Record extracts:
╔══

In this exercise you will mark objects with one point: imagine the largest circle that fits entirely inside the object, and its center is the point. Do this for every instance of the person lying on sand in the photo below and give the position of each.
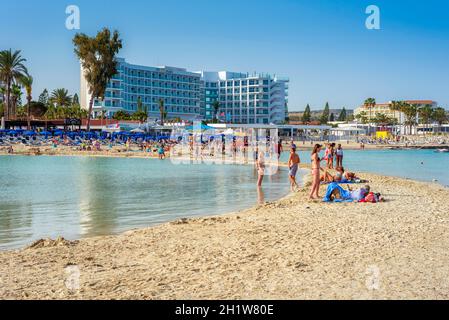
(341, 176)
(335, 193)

╚══
╔══

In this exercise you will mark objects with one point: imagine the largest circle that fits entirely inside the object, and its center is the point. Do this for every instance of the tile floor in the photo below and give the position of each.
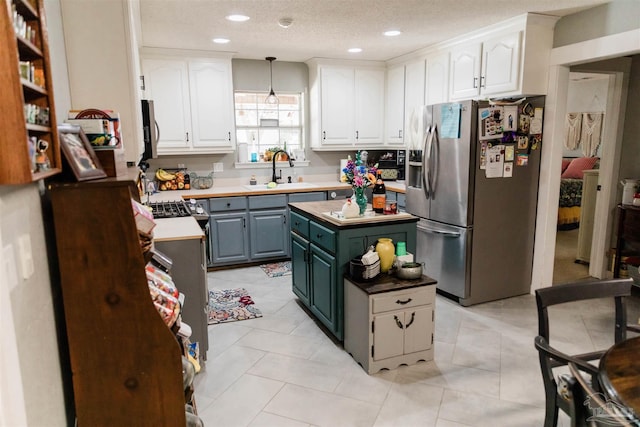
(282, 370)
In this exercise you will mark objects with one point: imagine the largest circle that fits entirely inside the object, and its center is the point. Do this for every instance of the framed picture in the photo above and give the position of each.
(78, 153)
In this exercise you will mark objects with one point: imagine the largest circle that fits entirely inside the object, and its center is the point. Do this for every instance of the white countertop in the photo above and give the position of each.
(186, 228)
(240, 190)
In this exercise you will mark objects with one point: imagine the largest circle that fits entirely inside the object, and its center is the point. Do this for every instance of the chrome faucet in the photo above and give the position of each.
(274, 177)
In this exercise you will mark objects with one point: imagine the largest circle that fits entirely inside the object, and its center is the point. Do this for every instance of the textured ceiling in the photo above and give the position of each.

╚══
╔══

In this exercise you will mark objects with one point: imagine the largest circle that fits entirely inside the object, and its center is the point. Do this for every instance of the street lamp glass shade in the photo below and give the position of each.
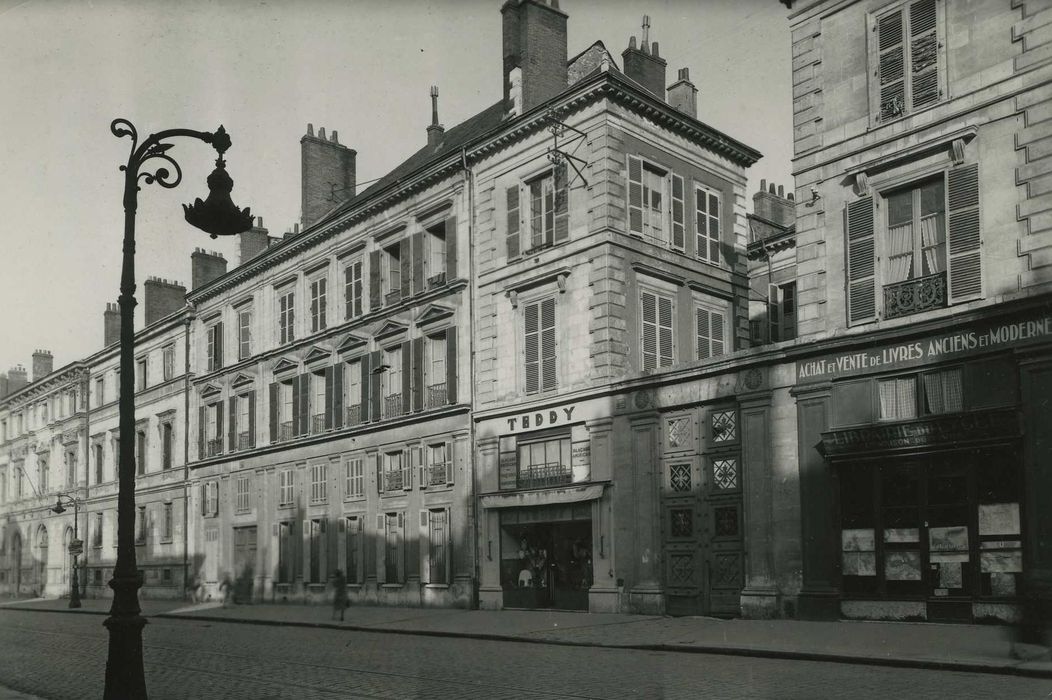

╚══

Brief: Looking at the records above, return exactly the lines from the line with "of the chrome" to the line with "of the textured", both ends included.

Completed exercise:
In this exercise you will mark objects with one point: imagine the largest circle that fits entirely inside the object, and its center is the point. Do this for every instance of the chrome faucet in the photo above and give the position of each.
(274, 177)
In this exercise you will mark objects with one point: imagine the largest circle that fits entirely inside the object, and its center is the point. Do this for every instance of the textured ceiling in the photo above and give the position of each.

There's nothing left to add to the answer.